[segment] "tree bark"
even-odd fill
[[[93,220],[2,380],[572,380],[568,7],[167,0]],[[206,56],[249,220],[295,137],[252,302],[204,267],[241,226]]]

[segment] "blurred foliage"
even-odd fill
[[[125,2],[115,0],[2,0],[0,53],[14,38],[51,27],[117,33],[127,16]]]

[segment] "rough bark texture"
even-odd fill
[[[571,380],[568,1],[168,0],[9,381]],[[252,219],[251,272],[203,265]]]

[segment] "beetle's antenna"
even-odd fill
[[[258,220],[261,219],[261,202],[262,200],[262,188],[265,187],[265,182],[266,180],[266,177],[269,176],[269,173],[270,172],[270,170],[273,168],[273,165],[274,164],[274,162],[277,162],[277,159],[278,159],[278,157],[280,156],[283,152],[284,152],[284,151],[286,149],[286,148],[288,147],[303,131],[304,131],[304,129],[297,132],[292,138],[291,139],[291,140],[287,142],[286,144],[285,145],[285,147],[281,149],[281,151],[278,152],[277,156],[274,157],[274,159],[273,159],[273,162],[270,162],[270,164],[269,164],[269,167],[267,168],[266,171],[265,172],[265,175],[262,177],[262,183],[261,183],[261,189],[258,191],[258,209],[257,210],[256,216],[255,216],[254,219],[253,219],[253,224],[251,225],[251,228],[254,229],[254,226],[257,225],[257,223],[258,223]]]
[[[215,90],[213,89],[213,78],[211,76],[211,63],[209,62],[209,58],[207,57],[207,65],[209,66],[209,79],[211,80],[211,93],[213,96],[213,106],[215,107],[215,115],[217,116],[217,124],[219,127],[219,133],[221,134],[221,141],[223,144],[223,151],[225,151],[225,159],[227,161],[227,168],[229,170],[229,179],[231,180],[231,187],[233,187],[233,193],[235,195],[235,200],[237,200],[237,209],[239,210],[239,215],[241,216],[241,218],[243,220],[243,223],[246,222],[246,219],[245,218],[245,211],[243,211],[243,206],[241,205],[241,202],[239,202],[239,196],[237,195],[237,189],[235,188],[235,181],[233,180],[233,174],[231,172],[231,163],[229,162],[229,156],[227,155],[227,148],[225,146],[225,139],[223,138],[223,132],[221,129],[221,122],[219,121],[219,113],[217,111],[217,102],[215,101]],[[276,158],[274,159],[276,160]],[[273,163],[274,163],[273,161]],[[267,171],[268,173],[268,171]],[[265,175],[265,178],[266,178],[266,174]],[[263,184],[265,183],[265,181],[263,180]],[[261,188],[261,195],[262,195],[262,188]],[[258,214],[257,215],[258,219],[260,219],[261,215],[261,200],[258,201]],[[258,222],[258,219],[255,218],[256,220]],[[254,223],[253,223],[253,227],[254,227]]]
================
# What you have to do
Transcribe all of the lines in the records precisely.

# Output for this exercise
[segment] "tree bark"
even-odd fill
[[[93,220],[2,380],[572,380],[568,7],[167,0]],[[206,56],[249,220],[295,137],[252,302],[204,267],[241,226]]]

[segment] "blurred foliage"
even-odd fill
[[[125,2],[115,0],[2,0],[0,53],[14,38],[51,27],[117,33],[127,16]]]

[segment] "rough bark texture"
even-odd fill
[[[571,380],[568,1],[168,0],[9,381]],[[252,219],[251,272],[203,265]]]

[segment] "beetle's antenna"
even-odd fill
[[[258,220],[261,219],[261,202],[262,200],[262,188],[265,187],[265,182],[266,180],[266,177],[269,176],[269,173],[270,172],[270,170],[273,168],[273,165],[274,164],[274,162],[277,162],[277,159],[278,159],[278,157],[280,156],[283,152],[284,152],[284,151],[286,149],[286,148],[288,147],[303,131],[304,131],[304,129],[297,132],[292,138],[291,139],[291,140],[287,142],[286,144],[285,145],[285,147],[281,149],[281,151],[278,152],[277,156],[274,157],[274,159],[273,159],[273,162],[270,162],[270,164],[269,164],[269,167],[267,168],[266,171],[265,172],[265,175],[262,177],[262,183],[261,183],[261,189],[258,191],[258,209],[257,210],[256,216],[255,216],[254,219],[253,219],[253,224],[251,225],[251,228],[254,229],[254,226],[257,225],[257,223],[258,223]]]
[[[215,90],[213,89],[213,78],[211,76],[211,63],[209,62],[209,58],[207,57],[207,65],[209,66],[209,79],[211,80],[211,93],[213,96],[213,106],[215,107],[215,115],[217,116],[217,124],[219,127],[219,133],[221,134],[221,141],[223,144],[223,151],[225,151],[225,159],[227,161],[227,168],[229,170],[229,179],[231,180],[231,187],[233,187],[233,193],[235,195],[235,200],[237,200],[237,209],[239,210],[239,215],[241,216],[241,218],[243,220],[243,223],[246,222],[246,219],[245,218],[245,211],[243,211],[243,206],[241,205],[241,202],[239,202],[239,196],[237,195],[237,189],[235,188],[235,181],[233,180],[233,174],[231,172],[231,163],[229,162],[229,156],[227,155],[227,148],[225,146],[225,139],[223,138],[223,132],[221,129],[221,122],[219,121],[219,113],[217,111],[217,102],[215,101]],[[276,158],[274,159],[276,160]],[[273,163],[274,163],[273,161]],[[267,171],[268,173],[268,171]],[[265,175],[265,178],[266,178],[266,174]],[[263,184],[265,183],[265,181],[263,180]],[[261,188],[261,195],[262,195],[262,188]],[[258,214],[257,215],[258,219],[260,219],[261,215],[261,200],[258,201]],[[258,222],[258,219],[255,218],[256,220]],[[254,223],[253,223],[253,227],[254,227]]]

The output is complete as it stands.